▶ [EXERCISE DIRECTIONS]: In the Arduino serial port tutorial, at what speed does the sketch initialize serial communication?

▶ [PAGE EXCERPT]:
----------

Introduction

This task introduces the serial port (or console) which allows you to send text strings from your Arduino Nano back to your computer over USB where you can read them. This technique can be extremely useful if a sketch isn't working the way you think it should, as trying to debug a microprocessor just on the basis of a few LEDs is very frustrating. The same method can also be used to send text to your Arduino, but we won't explore that capability here.

Wiring

There is no particular wiring needed for this task. If you still have your LED and button wired up from Task 1, it is fine to leave it in place. We won't be using any of the Arduino pins, so there is no harm having something attached to them.

Sketch

Put the following sketch into the Arduino IDE or else download it from task2.ino. There are a number of new concepts introduced here, but the basic idea is to simply write a message every second showing how many loops have executed.

/*
 * Task2
 * 
 * Write messages over the serial port
 * 
 */

// Declare outside loop() so it can be used in both code blocks
int n;

void setup() {
  // initialize serial communication at 9600 bits per second:
  Serial.begin(9600);

  // Write something out to show we are alive
  Serial.println("Starting...");
  
  // Initialize our variables
  n = 0;
}

void loop() {
  
  // Increment count, equivalent to n = n+1;
  n++; 

  Serial.print("The loop has iterated "+ String(n));
  if (n==1) {
    Serial.println(" time");
  }
  else {
    Serial.println(" times");
  }
  
  // Wait 1 second
  delay(1000);
}

How it Works

Before the setup() block, there is a variable declaration. If you want to use a variable in both the setup() and loop() block, it needs to be declared outside these blocks. This is known as the scope of the variable, and if it is declared inside a block, it only is known inside that block's scope. By declaring it outside, the variable has global scope, and the same variable can be accessed from both blocks. I could have avoided the initialization to zero in the setup() block by simply adding an initializer to the declaration: int n=0;. Note that if n was declared within the loop() block, it would be reinitialized on each iteration of the loop, and wouldn't retain the value from the previous loop. The static variable qualifier could be used to fix this, but for non-experts this is more confusing than helpful.

----------

▶ [GIVEN RECORDS]:

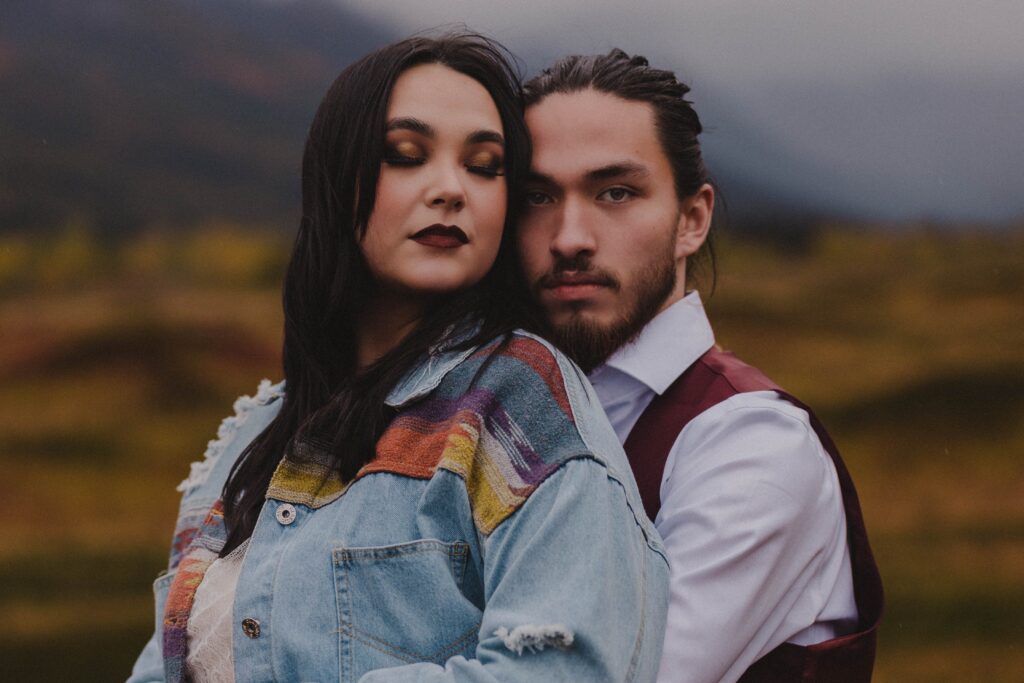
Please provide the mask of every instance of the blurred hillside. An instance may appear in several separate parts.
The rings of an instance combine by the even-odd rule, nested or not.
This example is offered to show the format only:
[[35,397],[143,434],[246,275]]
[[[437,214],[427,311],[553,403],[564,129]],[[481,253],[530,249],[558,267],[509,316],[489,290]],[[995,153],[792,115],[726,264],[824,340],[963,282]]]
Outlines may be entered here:
[[[280,379],[287,240],[0,236],[0,680],[122,680],[175,484]],[[816,410],[886,581],[878,683],[1024,680],[1024,226],[720,245],[719,342]],[[59,652],[60,656],[53,656]]]
[[[397,20],[331,0],[0,3],[0,232],[85,224],[114,237],[211,217],[291,231],[305,131],[319,98],[344,66],[402,35]],[[564,50],[550,36],[497,37],[528,57],[530,70]],[[656,60],[672,66],[678,57]],[[950,202],[967,216],[1018,215],[1007,202],[1024,182],[1014,138],[980,147],[947,132],[980,120],[975,110],[986,102],[1017,111],[1017,100],[999,93],[1019,89],[972,82],[967,111],[959,100],[936,100],[943,83],[897,78],[881,109],[839,86],[766,84],[751,93],[694,81],[706,156],[733,229],[800,242],[831,216],[905,215],[901,197],[913,206],[931,197],[931,212],[910,212],[931,220],[948,219]],[[927,105],[927,118],[915,102]],[[865,112],[877,120],[876,146],[884,136],[886,148],[896,148],[903,128],[915,132],[901,164],[877,152],[850,154],[867,144],[857,141]],[[936,135],[946,142],[922,143]],[[822,152],[822,140],[836,144]],[[918,159],[911,152],[922,146],[942,152]],[[984,191],[961,182],[936,189],[968,167]],[[984,180],[990,175],[997,181]],[[965,193],[974,201],[956,199]]]
[[319,98],[393,37],[327,1],[4,0],[0,231],[290,230]]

----------

▶ [SOLUTION TO THE PROBLEM]: 9600 bits per second.